Required tasks>
(A) Answer these questions about the Azure Media Services post, marking each answer the same way:
(i) What is the title of the video the writer wanted to cut a part from?
(ii) At which conference did that video air?
(iii) What request did the writer hope to capture after opening the browser inspector?
(B) Pick up the Azure Media Services post after its last sentence and continue it.

Page>
==*==

Downloading Azure Media Services Videos With FFMPEG

I encountered a very unique challenge today - I needed to cut a part of a video hosted online with Azure Media Services for reference. The video in question is Into Focus, the “show within a show,” that aired at Microsoft’s Ignite conference earlier this week.

Now, ordinarily, and because I work on the team that produced those pages to begin with, I could reach out and ask where the source MP4 is located and get it that way. But I needed it that very moment (thank you, instant gratification). So what do I do, fire up the web browser inspector and hit play, in the hopes to get a https://foobar/video.mp4 request captured. But wait, what am I getting instead?

==*==

Image point annotation entries>
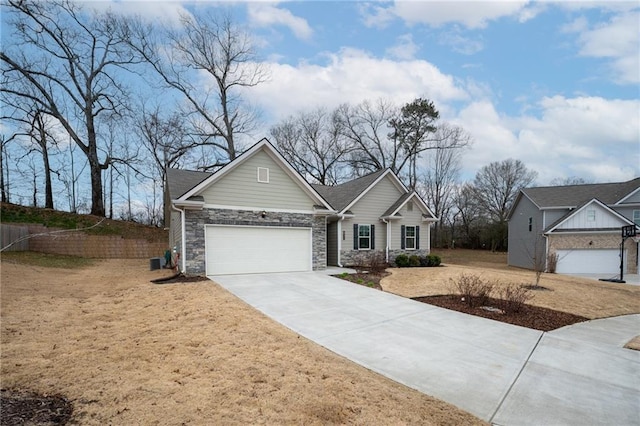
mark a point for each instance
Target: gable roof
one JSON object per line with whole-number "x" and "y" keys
{"x": 180, "y": 181}
{"x": 554, "y": 226}
{"x": 404, "y": 199}
{"x": 570, "y": 196}
{"x": 265, "y": 146}
{"x": 342, "y": 197}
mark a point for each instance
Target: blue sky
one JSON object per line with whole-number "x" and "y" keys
{"x": 554, "y": 84}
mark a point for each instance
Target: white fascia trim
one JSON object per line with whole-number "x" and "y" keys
{"x": 183, "y": 240}
{"x": 257, "y": 209}
{"x": 612, "y": 231}
{"x": 186, "y": 204}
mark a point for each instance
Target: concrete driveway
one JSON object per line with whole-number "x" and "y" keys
{"x": 502, "y": 373}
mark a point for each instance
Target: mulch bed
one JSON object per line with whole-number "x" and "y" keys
{"x": 534, "y": 317}
{"x": 18, "y": 407}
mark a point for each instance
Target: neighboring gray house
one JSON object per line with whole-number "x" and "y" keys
{"x": 257, "y": 214}
{"x": 581, "y": 224}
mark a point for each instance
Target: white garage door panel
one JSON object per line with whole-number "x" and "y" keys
{"x": 589, "y": 261}
{"x": 251, "y": 249}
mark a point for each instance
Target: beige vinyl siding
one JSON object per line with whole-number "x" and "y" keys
{"x": 280, "y": 193}
{"x": 175, "y": 231}
{"x": 602, "y": 218}
{"x": 368, "y": 211}
{"x": 410, "y": 218}
{"x": 332, "y": 243}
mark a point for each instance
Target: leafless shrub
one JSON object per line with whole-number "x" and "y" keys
{"x": 473, "y": 290}
{"x": 513, "y": 297}
{"x": 373, "y": 262}
{"x": 552, "y": 262}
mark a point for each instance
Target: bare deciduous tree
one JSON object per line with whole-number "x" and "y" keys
{"x": 314, "y": 144}
{"x": 211, "y": 46}
{"x": 496, "y": 186}
{"x": 441, "y": 176}
{"x": 69, "y": 60}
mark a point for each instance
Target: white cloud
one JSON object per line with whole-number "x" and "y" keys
{"x": 590, "y": 137}
{"x": 352, "y": 76}
{"x": 404, "y": 49}
{"x": 471, "y": 14}
{"x": 167, "y": 12}
{"x": 460, "y": 43}
{"x": 617, "y": 40}
{"x": 268, "y": 14}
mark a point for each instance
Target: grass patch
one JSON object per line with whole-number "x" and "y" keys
{"x": 46, "y": 260}
{"x": 15, "y": 214}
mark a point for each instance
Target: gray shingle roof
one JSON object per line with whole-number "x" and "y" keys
{"x": 574, "y": 195}
{"x": 181, "y": 181}
{"x": 397, "y": 204}
{"x": 340, "y": 196}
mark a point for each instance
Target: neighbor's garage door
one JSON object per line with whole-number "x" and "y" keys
{"x": 252, "y": 249}
{"x": 589, "y": 261}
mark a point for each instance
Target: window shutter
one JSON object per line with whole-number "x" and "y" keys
{"x": 355, "y": 237}
{"x": 373, "y": 237}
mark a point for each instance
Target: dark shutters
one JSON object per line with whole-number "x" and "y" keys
{"x": 355, "y": 237}
{"x": 373, "y": 237}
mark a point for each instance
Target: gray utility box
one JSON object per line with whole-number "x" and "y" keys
{"x": 156, "y": 263}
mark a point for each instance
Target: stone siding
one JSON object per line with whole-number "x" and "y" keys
{"x": 596, "y": 241}
{"x": 350, "y": 257}
{"x": 196, "y": 220}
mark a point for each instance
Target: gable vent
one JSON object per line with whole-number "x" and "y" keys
{"x": 263, "y": 175}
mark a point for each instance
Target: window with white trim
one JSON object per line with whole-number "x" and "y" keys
{"x": 364, "y": 237}
{"x": 410, "y": 237}
{"x": 263, "y": 175}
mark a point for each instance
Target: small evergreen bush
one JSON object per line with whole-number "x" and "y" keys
{"x": 402, "y": 261}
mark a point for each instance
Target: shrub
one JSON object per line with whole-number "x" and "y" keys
{"x": 473, "y": 289}
{"x": 373, "y": 262}
{"x": 377, "y": 262}
{"x": 513, "y": 297}
{"x": 402, "y": 261}
{"x": 433, "y": 260}
{"x": 552, "y": 262}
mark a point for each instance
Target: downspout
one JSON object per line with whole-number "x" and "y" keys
{"x": 340, "y": 238}
{"x": 182, "y": 237}
{"x": 386, "y": 248}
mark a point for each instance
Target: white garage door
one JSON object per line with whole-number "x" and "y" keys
{"x": 589, "y": 261}
{"x": 253, "y": 249}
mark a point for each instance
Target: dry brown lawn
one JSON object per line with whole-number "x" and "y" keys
{"x": 579, "y": 296}
{"x": 126, "y": 351}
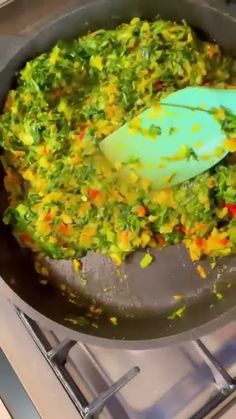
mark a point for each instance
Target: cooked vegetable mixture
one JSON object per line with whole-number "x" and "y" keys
{"x": 64, "y": 196}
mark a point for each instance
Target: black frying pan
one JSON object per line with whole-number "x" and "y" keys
{"x": 141, "y": 300}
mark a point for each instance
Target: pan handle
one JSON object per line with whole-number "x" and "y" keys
{"x": 9, "y": 46}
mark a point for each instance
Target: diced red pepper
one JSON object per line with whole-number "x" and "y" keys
{"x": 160, "y": 240}
{"x": 180, "y": 229}
{"x": 48, "y": 218}
{"x": 199, "y": 243}
{"x": 158, "y": 85}
{"x": 231, "y": 208}
{"x": 64, "y": 228}
{"x": 141, "y": 211}
{"x": 93, "y": 193}
{"x": 224, "y": 241}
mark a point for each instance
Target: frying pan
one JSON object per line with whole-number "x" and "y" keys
{"x": 142, "y": 301}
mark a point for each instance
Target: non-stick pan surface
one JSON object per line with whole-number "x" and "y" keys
{"x": 130, "y": 307}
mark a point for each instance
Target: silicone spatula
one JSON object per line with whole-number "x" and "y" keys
{"x": 175, "y": 140}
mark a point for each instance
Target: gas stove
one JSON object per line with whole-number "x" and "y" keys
{"x": 67, "y": 379}
{"x": 56, "y": 378}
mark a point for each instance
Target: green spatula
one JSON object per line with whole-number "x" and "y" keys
{"x": 175, "y": 140}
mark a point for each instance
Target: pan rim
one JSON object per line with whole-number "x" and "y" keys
{"x": 192, "y": 334}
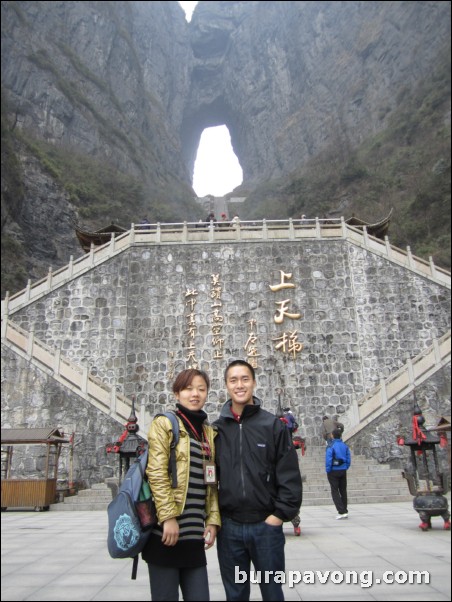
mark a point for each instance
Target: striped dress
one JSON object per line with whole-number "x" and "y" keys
{"x": 189, "y": 551}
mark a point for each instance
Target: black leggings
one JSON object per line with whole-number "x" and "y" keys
{"x": 165, "y": 582}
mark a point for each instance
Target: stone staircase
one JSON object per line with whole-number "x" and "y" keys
{"x": 96, "y": 498}
{"x": 367, "y": 481}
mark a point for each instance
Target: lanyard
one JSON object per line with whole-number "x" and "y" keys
{"x": 205, "y": 447}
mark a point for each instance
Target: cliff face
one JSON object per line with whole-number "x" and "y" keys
{"x": 292, "y": 78}
{"x": 109, "y": 99}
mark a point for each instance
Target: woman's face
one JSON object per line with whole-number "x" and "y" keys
{"x": 194, "y": 396}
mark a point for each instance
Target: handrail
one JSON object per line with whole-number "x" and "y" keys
{"x": 389, "y": 391}
{"x": 200, "y": 233}
{"x": 77, "y": 378}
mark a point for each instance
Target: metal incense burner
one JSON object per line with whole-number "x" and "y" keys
{"x": 426, "y": 482}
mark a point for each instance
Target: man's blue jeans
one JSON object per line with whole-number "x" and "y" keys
{"x": 239, "y": 545}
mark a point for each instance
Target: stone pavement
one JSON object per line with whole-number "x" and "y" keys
{"x": 63, "y": 556}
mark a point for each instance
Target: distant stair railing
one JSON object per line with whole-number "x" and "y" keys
{"x": 77, "y": 378}
{"x": 194, "y": 233}
{"x": 402, "y": 382}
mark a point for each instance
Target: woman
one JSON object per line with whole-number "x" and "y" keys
{"x": 188, "y": 515}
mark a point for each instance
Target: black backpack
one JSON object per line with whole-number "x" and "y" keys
{"x": 128, "y": 533}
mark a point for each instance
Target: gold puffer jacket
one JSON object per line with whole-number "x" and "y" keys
{"x": 170, "y": 502}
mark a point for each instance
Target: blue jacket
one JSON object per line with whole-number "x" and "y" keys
{"x": 337, "y": 456}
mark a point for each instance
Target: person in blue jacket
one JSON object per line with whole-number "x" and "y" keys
{"x": 337, "y": 462}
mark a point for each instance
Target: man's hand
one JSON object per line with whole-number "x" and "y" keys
{"x": 273, "y": 520}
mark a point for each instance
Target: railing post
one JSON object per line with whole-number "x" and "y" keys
{"x": 113, "y": 399}
{"x": 410, "y": 257}
{"x": 49, "y": 278}
{"x": 5, "y": 306}
{"x": 355, "y": 412}
{"x": 318, "y": 234}
{"x": 30, "y": 341}
{"x": 388, "y": 246}
{"x": 410, "y": 369}
{"x": 211, "y": 232}
{"x": 366, "y": 237}
{"x": 84, "y": 383}
{"x": 383, "y": 392}
{"x": 112, "y": 242}
{"x": 142, "y": 410}
{"x": 436, "y": 351}
{"x": 432, "y": 266}
{"x": 70, "y": 267}
{"x": 28, "y": 291}
{"x": 57, "y": 359}
{"x": 343, "y": 227}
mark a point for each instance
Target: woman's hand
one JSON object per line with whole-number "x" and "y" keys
{"x": 170, "y": 535}
{"x": 210, "y": 534}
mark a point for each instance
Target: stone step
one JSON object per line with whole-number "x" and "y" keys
{"x": 327, "y": 501}
{"x": 357, "y": 492}
{"x": 71, "y": 507}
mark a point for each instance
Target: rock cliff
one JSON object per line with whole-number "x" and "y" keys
{"x": 123, "y": 91}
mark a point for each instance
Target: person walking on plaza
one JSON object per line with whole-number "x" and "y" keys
{"x": 188, "y": 515}
{"x": 298, "y": 442}
{"x": 337, "y": 462}
{"x": 327, "y": 428}
{"x": 259, "y": 487}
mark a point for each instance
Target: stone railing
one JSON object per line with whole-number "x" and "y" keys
{"x": 76, "y": 378}
{"x": 201, "y": 233}
{"x": 398, "y": 385}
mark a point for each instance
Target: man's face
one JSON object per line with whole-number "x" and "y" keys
{"x": 240, "y": 385}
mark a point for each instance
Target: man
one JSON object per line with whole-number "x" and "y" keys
{"x": 259, "y": 488}
{"x": 337, "y": 462}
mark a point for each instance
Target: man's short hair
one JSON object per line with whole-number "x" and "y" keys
{"x": 239, "y": 363}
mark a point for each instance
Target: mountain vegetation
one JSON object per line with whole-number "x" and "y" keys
{"x": 406, "y": 166}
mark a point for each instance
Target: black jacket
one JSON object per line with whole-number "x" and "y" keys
{"x": 257, "y": 466}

==*==

Task-by-task results>
(A)
(i) Into Focus
(ii) Microsoft's Ignite conference
(iii) A https://foobar/video.mp4 request

(B)
Screenshot of streaming video in the browser

A bunch of fragments! Azure Media Services, the underlying service that underpins the player hosted on a docs.microsoft.com page, is not giving the full URL, but rather doing the smart thing and pre-buffering only the necessary parts (that is, within immediate play reach). The fragments are still MP4 chunks, but they can’t be played standalone if you copy and paste the URL - they need to be assembled together.

Screenshot of MP4 fragments in the browser

This is all fine and dandy, but I still need to cut a part of the whole video for my project. Let’s dig more! When Azure Media Services first starts playing the video, it downloads a manifest that contains all the necessary information for streaming. Again, a very calculated and smart thing, because the manifest contains different streaming preferences depending on the device, bandwidth, and allows packaging information about supported audio tracks.

If I look back at the video I am trying to get, the manifest request can be extracted from the browser’s Network inspector, and ends up being the following:

https://amsmediusw-ak.studios.ms/e62c1901-db57-413c-839a-7868389de4f1/STUDIO104.ism/manifest(format=mpd-time-csf)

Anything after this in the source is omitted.